▶ **EXERCISE AIM**
Only the lines below between the ones containing "Target: handshake" and "Target: chair backrest", inclusive, are to be reproduced, each exactly as it stands.

- - - - -

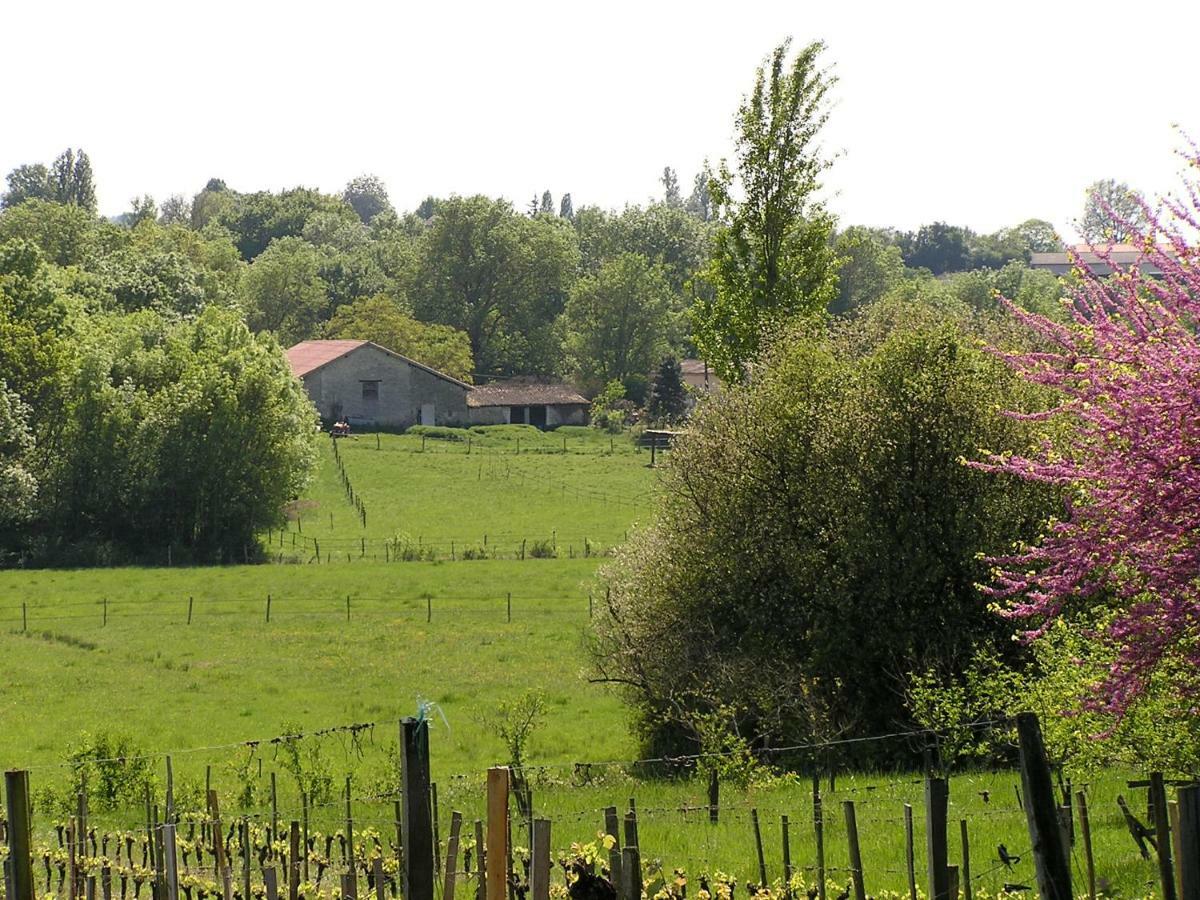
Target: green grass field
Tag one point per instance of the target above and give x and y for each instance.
(229, 676)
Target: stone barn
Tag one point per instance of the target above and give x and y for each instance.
(373, 387)
(527, 402)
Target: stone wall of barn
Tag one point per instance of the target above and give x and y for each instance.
(372, 387)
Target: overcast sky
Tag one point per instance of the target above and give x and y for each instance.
(979, 114)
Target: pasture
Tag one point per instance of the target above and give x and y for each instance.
(197, 663)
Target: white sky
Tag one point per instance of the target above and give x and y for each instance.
(979, 114)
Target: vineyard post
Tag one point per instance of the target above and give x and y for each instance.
(611, 827)
(451, 869)
(1085, 832)
(1189, 841)
(437, 832)
(294, 861)
(910, 856)
(245, 856)
(497, 834)
(1163, 835)
(757, 846)
(352, 874)
(19, 865)
(819, 828)
(631, 873)
(377, 876)
(539, 851)
(787, 856)
(171, 859)
(1042, 813)
(480, 863)
(965, 868)
(418, 814)
(936, 851)
(856, 857)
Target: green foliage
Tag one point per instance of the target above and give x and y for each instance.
(819, 533)
(773, 262)
(617, 319)
(669, 400)
(384, 322)
(610, 409)
(199, 429)
(501, 277)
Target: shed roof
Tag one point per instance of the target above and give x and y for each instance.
(525, 394)
(310, 355)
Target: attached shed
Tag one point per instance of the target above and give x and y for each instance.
(371, 385)
(527, 402)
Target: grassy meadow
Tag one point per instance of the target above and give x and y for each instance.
(112, 651)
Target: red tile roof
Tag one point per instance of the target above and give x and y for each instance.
(310, 355)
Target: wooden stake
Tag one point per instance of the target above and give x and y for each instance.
(757, 845)
(910, 856)
(451, 870)
(539, 873)
(856, 857)
(1042, 813)
(1085, 832)
(965, 868)
(936, 802)
(1163, 835)
(497, 833)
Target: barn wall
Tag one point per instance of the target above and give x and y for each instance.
(337, 389)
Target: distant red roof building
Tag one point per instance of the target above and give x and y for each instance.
(310, 355)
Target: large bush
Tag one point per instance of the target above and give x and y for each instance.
(820, 539)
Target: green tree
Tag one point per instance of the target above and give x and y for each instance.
(367, 196)
(27, 183)
(193, 433)
(283, 291)
(869, 268)
(671, 196)
(384, 322)
(817, 534)
(1113, 213)
(773, 261)
(71, 180)
(501, 277)
(669, 400)
(617, 319)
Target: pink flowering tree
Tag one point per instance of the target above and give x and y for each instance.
(1126, 370)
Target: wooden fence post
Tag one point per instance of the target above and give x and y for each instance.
(21, 863)
(965, 868)
(631, 873)
(1189, 841)
(611, 827)
(451, 870)
(856, 857)
(1162, 834)
(757, 845)
(497, 834)
(1085, 832)
(819, 828)
(910, 857)
(539, 870)
(418, 814)
(1042, 813)
(936, 852)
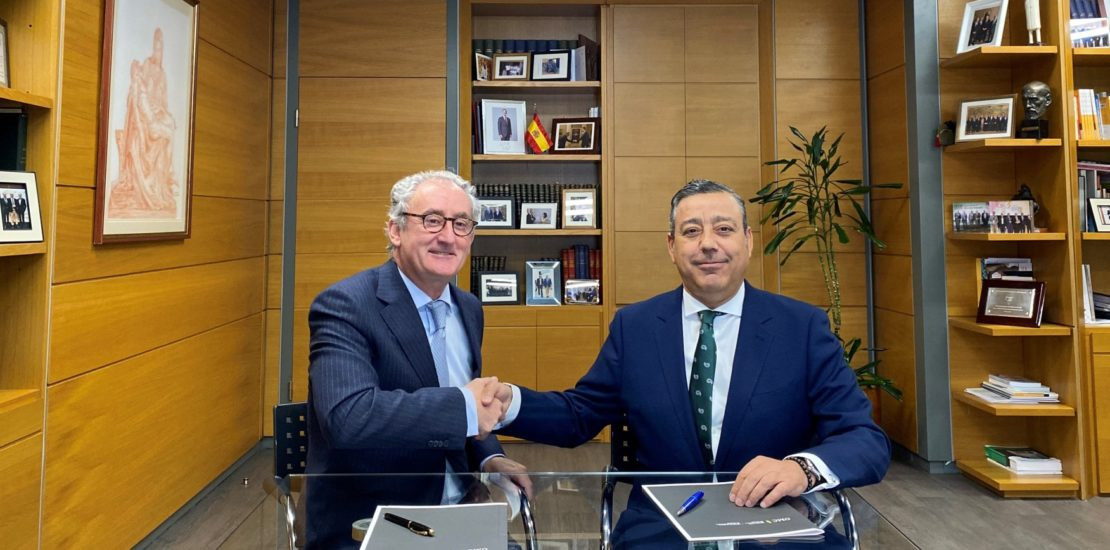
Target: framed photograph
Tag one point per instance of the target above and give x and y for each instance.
(970, 218)
(538, 215)
(483, 67)
(551, 66)
(1019, 303)
(145, 148)
(986, 119)
(4, 68)
(511, 66)
(1100, 208)
(20, 219)
(498, 287)
(583, 292)
(579, 208)
(542, 282)
(503, 127)
(495, 212)
(984, 21)
(576, 136)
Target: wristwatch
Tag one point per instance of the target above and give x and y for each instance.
(813, 477)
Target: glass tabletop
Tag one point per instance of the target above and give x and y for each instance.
(564, 511)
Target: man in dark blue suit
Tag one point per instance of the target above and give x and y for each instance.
(717, 376)
(395, 355)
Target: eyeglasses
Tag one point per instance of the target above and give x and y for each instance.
(434, 223)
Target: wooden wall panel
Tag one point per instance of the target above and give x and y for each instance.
(647, 43)
(716, 116)
(357, 137)
(121, 449)
(232, 139)
(130, 315)
(712, 30)
(663, 133)
(242, 28)
(817, 40)
(391, 38)
(21, 469)
(212, 239)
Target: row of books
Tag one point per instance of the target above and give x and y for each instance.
(1093, 113)
(1023, 460)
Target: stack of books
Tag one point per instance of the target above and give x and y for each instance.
(1007, 389)
(1022, 460)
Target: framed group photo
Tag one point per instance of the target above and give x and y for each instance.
(503, 127)
(145, 143)
(984, 21)
(20, 218)
(986, 119)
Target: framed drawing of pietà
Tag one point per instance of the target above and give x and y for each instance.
(145, 142)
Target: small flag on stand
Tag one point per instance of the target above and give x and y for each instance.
(537, 138)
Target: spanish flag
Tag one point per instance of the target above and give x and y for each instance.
(537, 138)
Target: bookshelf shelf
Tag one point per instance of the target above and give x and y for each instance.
(23, 249)
(1011, 485)
(1047, 329)
(1000, 56)
(538, 232)
(1046, 236)
(1013, 409)
(536, 158)
(1001, 145)
(11, 97)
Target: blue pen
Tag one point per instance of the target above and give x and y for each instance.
(690, 502)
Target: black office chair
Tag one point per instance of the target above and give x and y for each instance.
(623, 461)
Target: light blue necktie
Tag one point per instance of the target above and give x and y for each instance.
(439, 342)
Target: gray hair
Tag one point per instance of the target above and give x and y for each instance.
(699, 187)
(404, 189)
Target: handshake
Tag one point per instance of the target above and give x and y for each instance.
(492, 399)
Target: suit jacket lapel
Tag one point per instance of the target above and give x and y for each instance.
(668, 340)
(753, 347)
(400, 315)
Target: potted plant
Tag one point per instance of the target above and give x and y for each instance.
(808, 203)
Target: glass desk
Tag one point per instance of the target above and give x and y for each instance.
(566, 510)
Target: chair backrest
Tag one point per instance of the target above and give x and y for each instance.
(291, 438)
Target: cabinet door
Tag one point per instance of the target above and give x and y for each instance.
(565, 353)
(510, 353)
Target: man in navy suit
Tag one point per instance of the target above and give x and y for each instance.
(395, 355)
(717, 376)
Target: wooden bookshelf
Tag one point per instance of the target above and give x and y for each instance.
(1046, 329)
(1013, 409)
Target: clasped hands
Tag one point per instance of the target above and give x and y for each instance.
(492, 399)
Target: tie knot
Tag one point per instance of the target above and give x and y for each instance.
(439, 309)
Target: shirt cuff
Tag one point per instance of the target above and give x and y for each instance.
(472, 412)
(830, 480)
(514, 408)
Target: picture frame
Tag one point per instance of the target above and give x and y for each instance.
(495, 212)
(147, 110)
(504, 123)
(577, 136)
(984, 22)
(551, 66)
(498, 287)
(1019, 303)
(1100, 208)
(543, 282)
(986, 118)
(483, 67)
(579, 208)
(20, 217)
(582, 292)
(4, 67)
(512, 66)
(538, 215)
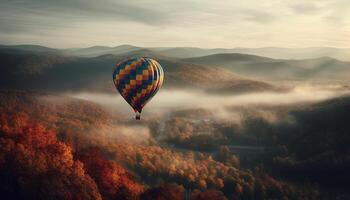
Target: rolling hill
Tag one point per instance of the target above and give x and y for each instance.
(268, 68)
(188, 52)
(56, 72)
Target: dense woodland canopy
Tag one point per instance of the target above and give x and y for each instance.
(58, 143)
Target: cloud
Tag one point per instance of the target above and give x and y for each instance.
(306, 8)
(200, 23)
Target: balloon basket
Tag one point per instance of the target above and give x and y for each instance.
(138, 116)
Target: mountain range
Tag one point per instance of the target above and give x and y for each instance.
(187, 52)
(38, 67)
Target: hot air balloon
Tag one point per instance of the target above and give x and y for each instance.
(138, 79)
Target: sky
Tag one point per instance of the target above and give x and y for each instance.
(164, 23)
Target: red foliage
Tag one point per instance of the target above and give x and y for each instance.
(112, 179)
(209, 194)
(165, 192)
(35, 165)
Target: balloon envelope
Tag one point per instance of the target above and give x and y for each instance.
(138, 80)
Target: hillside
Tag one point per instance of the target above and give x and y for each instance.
(113, 167)
(188, 52)
(267, 68)
(41, 71)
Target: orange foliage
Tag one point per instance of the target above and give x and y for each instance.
(35, 165)
(112, 179)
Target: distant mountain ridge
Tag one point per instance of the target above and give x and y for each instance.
(187, 52)
(56, 72)
(325, 68)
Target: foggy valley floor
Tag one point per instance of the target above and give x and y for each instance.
(65, 133)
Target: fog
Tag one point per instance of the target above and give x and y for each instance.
(167, 101)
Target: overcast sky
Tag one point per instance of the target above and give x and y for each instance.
(197, 23)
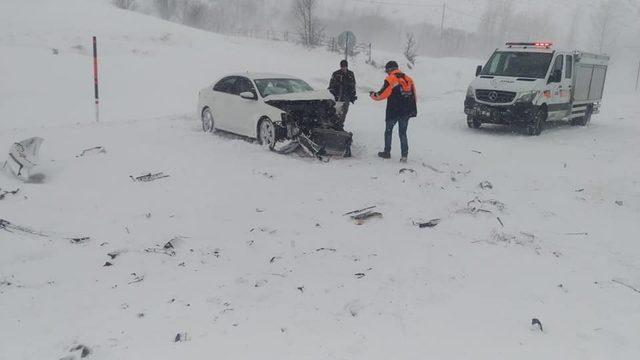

- - - - -

▶ **OUTPUT OF THE EXERCISE**
Target: handshake
Tag one point per instance of the target above and give x and y for each instance.
(492, 399)
Target: suit jacket lapel
Tag one point per instance of the target above and give x and y for each instance.
(668, 340)
(753, 347)
(400, 315)
Target: potted plant
Tag one point per instance of the target above and give x and y for each instance.
(808, 203)
Target: glass desk
Tag one point per instance of the target above and give x and y for each instance.
(566, 510)
Target: chair backrest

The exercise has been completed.